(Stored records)
------------
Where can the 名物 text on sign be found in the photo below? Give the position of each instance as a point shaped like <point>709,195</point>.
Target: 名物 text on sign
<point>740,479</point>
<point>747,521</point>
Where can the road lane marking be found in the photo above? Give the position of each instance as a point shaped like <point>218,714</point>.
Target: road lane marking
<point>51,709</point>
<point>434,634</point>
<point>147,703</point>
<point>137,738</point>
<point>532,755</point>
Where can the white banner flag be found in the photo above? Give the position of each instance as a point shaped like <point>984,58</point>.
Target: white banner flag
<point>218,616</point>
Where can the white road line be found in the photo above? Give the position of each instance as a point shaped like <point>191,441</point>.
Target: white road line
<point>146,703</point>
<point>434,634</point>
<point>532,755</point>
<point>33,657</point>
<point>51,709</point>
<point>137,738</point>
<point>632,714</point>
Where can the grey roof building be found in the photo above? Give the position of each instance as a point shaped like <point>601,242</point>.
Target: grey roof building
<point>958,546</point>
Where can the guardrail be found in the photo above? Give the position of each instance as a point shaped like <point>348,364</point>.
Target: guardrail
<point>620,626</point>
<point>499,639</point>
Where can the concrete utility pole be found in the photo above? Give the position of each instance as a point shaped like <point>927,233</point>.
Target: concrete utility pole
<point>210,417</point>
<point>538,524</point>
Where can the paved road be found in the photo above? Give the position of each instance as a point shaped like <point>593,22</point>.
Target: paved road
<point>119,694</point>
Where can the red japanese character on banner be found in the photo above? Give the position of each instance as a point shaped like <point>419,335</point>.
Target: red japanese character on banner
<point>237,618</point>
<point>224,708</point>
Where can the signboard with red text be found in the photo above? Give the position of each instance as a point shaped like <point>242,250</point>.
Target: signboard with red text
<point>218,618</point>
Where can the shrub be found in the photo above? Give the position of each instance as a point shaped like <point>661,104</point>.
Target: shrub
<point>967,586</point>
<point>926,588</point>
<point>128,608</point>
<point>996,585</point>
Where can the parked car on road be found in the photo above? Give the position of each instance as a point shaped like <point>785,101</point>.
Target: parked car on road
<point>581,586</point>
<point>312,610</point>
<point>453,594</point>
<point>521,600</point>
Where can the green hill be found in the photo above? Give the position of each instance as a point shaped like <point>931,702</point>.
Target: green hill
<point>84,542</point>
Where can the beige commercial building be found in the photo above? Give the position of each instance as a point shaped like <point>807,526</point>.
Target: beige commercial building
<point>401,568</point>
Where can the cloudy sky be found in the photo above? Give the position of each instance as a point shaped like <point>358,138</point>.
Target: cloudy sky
------------
• **What is being asked**
Without omitting anything, reproduce the whole of the data.

• **Solution to the problem**
Where can the 名物 text on sign be found in the photo below? Give the position of each instance as a point shaped like <point>709,195</point>.
Target: 名物 text on sign
<point>740,479</point>
<point>747,521</point>
Where can the road lane marking be found in the photo above? Give the position of each instance as a point shaped like <point>218,714</point>.
Target: road lane marking
<point>51,709</point>
<point>434,634</point>
<point>147,703</point>
<point>137,738</point>
<point>532,755</point>
Where can the white banner flag be found in the photo above? Give the position of each instance as a point shaped like <point>984,58</point>.
Target: white banner flag
<point>218,616</point>
Where can the white road line be found in the photo above? Give the position of each instance as a point shaped like <point>191,441</point>.
Target: white road line
<point>146,703</point>
<point>434,634</point>
<point>532,755</point>
<point>33,657</point>
<point>51,709</point>
<point>137,738</point>
<point>632,714</point>
Where can the grey roof building be found in the photo above? Give the position of each instance as a point shaped like <point>601,242</point>.
Target: grey roof building
<point>958,546</point>
Where can the guardrail be found in the photo above? Give the position of each instance as a point shaped like <point>348,364</point>.
Target: guardrail
<point>620,626</point>
<point>499,639</point>
Where can the concrete utility pole be found in the photo above? Give the position of each instance as a point shaped like <point>927,233</point>.
Target: concrete utility pole
<point>210,417</point>
<point>538,524</point>
Where can the paved road be found in the photo above? Give the position of each instance as a point shaped like <point>593,22</point>.
Target: paved road
<point>119,694</point>
Where can the red japanese character on banner be found in the photo above? Give the position of each instance as a point shaped like <point>419,335</point>.
Target: red japanese character on banner
<point>237,618</point>
<point>224,708</point>
Where can the signboard with red text be found in the photo above? Give the position of each instance as a point shaped like <point>242,250</point>.
Target: signboard with red text
<point>218,618</point>
Where can the shrub be found in the photo above? Give the position of each instance as a point shaped like <point>661,104</point>.
Target: shrub
<point>967,586</point>
<point>926,588</point>
<point>128,608</point>
<point>996,585</point>
Where can the parked car on road be found in the photo above? Give the position of each instance as a point shaped like <point>785,101</point>.
Target: parked car on road
<point>581,586</point>
<point>312,610</point>
<point>453,594</point>
<point>521,600</point>
Where can the green hill be found in the photo above? Give the position of each instance as a point shaped like <point>931,702</point>.
Target: green hill
<point>84,542</point>
Where can the beige commercial building be found in the photo above? Give the position of each instance as a point shaped like <point>807,526</point>.
Target: beige commercial building
<point>401,568</point>
Where can the cloudy sky be found in the photo above? Give the position of each instance as a point shaped like <point>358,138</point>.
Target: cloudy sky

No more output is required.